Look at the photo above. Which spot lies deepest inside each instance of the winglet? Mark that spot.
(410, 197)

---

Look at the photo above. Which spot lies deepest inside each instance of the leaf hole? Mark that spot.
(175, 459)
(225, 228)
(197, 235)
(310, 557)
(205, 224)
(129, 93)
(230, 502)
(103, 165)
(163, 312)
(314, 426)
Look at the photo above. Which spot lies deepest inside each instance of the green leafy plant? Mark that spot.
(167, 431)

▸ **Work required**: Return every line above that contains the word "Which".

▸ **Written reply**:
Look at the photo above. Which spot lies deepest inside each instance of the winglet? Mark that spot.
Look at the photo above. Which spot lies deepest inside each instance of the leaf hole? Mark that spot.
Look at the photo above. Which spot lies deepest inside each instance of the green leafy plant? Mark that spot.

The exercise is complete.